=== Data lines ===
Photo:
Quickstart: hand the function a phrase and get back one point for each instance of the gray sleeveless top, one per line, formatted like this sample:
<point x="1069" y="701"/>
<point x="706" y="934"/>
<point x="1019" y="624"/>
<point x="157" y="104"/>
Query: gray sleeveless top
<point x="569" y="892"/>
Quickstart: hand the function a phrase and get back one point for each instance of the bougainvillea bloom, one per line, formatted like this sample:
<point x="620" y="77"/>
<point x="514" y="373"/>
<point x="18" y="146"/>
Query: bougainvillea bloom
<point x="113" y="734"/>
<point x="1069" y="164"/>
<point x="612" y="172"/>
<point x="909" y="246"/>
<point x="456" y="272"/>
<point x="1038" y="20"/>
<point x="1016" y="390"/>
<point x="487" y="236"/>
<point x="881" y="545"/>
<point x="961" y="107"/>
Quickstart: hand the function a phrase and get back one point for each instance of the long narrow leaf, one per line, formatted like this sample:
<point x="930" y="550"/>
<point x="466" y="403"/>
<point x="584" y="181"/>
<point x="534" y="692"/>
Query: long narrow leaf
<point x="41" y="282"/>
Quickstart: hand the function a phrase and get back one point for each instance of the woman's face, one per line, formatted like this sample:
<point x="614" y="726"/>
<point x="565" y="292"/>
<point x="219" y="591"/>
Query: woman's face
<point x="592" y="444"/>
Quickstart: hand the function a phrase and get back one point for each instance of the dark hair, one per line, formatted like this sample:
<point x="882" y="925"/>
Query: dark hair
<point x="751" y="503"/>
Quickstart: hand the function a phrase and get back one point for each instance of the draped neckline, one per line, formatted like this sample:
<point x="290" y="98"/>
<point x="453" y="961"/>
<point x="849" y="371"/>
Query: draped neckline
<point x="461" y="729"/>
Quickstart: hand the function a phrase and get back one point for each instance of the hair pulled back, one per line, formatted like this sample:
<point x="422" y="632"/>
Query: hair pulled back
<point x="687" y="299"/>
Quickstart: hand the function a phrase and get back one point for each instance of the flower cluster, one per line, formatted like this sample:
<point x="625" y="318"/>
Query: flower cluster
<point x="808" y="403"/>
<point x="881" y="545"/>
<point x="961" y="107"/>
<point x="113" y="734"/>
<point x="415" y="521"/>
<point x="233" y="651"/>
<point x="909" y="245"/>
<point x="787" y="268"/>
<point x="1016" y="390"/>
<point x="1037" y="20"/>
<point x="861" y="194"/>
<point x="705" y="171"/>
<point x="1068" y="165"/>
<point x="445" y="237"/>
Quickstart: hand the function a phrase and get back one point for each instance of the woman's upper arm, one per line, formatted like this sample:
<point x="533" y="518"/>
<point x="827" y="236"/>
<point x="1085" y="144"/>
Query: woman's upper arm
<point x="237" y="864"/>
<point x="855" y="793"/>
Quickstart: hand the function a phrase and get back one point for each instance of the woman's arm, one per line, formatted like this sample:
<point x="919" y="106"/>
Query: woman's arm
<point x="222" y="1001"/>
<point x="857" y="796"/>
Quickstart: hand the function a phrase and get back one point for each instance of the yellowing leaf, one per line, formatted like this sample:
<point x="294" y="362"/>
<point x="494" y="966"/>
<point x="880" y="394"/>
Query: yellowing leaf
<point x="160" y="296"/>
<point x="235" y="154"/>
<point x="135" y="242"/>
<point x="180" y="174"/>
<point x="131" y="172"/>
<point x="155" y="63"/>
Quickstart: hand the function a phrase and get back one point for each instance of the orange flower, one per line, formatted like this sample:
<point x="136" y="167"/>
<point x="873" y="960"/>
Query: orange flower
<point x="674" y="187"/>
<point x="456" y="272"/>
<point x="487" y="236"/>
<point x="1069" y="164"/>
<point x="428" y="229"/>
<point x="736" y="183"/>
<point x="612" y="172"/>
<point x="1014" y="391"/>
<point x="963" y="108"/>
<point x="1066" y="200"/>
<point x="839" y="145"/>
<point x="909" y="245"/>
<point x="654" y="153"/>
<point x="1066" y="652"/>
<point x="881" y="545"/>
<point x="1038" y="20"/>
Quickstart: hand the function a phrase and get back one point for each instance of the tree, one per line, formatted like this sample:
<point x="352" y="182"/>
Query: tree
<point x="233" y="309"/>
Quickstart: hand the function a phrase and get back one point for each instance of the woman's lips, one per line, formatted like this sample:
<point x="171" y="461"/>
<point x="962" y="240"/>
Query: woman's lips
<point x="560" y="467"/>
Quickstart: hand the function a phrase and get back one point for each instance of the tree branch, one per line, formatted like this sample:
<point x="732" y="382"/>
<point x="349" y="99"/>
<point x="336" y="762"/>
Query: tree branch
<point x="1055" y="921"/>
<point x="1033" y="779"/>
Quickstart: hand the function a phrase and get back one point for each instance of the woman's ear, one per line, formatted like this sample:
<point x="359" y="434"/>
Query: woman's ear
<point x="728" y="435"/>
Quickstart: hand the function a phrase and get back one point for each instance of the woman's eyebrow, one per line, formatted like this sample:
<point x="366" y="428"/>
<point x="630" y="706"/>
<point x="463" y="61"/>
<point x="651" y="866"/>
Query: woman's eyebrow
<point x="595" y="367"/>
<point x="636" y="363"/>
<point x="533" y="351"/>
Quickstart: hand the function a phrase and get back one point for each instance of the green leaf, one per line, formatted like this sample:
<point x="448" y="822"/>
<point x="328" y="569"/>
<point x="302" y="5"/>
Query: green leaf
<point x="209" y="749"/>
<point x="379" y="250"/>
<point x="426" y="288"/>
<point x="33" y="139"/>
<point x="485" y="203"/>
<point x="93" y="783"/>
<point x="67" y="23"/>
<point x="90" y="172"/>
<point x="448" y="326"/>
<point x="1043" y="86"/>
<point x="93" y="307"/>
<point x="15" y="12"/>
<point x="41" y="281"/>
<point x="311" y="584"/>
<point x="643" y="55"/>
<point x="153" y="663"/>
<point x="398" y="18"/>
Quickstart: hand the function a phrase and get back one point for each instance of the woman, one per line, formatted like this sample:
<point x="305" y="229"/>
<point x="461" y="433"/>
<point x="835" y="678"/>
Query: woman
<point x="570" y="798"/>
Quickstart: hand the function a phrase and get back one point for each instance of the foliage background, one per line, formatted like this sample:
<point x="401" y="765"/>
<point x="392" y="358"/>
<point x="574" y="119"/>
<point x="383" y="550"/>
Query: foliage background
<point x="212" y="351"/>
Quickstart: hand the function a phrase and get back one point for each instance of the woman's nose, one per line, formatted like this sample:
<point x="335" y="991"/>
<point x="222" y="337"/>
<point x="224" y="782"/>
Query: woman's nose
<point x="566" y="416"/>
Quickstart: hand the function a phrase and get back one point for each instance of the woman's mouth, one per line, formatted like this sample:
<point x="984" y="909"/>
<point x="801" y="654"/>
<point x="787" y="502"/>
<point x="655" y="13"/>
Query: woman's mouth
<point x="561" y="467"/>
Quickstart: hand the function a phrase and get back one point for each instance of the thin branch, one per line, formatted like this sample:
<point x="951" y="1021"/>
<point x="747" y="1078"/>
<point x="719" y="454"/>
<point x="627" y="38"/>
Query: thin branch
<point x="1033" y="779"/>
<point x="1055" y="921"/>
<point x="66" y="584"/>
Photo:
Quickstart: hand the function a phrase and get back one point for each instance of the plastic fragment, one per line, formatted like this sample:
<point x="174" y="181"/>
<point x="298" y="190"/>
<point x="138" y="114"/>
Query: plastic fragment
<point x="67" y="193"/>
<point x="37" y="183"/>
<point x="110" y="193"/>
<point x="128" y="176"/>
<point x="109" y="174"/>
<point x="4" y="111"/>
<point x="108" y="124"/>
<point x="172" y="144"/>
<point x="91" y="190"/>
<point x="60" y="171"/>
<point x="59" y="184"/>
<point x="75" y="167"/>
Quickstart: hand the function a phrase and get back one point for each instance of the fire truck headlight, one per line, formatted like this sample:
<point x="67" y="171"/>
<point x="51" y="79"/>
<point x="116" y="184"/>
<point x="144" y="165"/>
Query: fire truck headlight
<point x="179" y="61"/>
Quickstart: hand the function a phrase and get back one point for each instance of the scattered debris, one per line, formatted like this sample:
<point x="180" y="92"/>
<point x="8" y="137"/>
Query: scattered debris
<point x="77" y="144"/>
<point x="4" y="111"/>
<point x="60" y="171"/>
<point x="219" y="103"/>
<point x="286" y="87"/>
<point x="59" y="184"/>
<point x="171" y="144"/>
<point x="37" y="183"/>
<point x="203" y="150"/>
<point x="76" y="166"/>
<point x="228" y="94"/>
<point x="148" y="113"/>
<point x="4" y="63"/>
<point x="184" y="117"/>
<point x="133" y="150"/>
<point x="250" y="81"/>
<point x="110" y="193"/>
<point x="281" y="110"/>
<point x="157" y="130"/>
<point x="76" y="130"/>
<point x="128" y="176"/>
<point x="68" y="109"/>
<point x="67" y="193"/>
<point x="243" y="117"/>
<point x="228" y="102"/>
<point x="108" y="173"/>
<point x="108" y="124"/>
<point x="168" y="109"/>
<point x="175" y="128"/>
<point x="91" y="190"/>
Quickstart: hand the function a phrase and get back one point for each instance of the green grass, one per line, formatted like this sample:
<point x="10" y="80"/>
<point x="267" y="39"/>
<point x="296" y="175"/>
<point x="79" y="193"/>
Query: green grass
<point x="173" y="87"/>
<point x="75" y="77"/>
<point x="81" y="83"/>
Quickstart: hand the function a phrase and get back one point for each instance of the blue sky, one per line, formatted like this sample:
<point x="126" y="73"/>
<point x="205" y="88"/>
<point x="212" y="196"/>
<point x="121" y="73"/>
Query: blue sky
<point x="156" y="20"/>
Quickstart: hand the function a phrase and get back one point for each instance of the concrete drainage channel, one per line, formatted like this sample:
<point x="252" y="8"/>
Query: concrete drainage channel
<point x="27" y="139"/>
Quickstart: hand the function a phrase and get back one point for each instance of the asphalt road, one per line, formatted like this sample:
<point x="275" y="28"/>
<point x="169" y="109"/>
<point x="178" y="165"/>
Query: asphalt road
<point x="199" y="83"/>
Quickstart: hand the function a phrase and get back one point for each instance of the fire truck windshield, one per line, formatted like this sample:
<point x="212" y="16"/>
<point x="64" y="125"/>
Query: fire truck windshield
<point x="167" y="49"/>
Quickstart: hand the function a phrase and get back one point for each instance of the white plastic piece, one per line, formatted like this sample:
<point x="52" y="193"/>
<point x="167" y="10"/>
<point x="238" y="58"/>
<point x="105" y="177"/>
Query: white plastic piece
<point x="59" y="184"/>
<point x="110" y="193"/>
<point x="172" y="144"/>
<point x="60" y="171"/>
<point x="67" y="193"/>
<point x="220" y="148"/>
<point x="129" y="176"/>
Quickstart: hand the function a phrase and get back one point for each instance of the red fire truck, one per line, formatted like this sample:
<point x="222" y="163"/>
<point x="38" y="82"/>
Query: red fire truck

=== Given exercise ===
Format the stretch from the line containing "truck windshield, one" through the end of the listing as a Markdown table with columns Row and Line, numbering each row and omitting blank lines.

=== Answer to the exercise ===
| Row | Line |
|---|---|
| 1 | Quickstart: hand the function a phrase and get back one point for each instance of the fire truck windshield, one per line, formatted like this sample: |
| 2 | <point x="212" y="16"/> |
| 3 | <point x="64" y="125"/> |
| 4 | Query: fire truck windshield |
| 5 | <point x="167" y="49"/> |
| 6 | Quickstart: hand the function a phrase and get back one point for each instance of the white plastic piece, one per line, formatted like this sample: |
| 7 | <point x="52" y="193"/> |
| 8 | <point x="167" y="10"/> |
| 9 | <point x="238" y="58"/> |
| 10 | <point x="105" y="177"/> |
| 11 | Query: white plastic piece |
| 12 | <point x="59" y="184"/> |
| 13 | <point x="110" y="193"/> |
| 14 | <point x="172" y="144"/> |
| 15 | <point x="60" y="171"/> |
| 16 | <point x="67" y="193"/> |
| 17 | <point x="220" y="148"/> |
| 18 | <point x="129" y="176"/> |
| 19 | Quickstart: hand the function a phrase and get back one point for each instance of the red fire truck, one per line, formatted like this sample: |
| 20 | <point x="222" y="163"/> |
| 21 | <point x="38" y="82"/> |
| 22 | Query: red fire truck |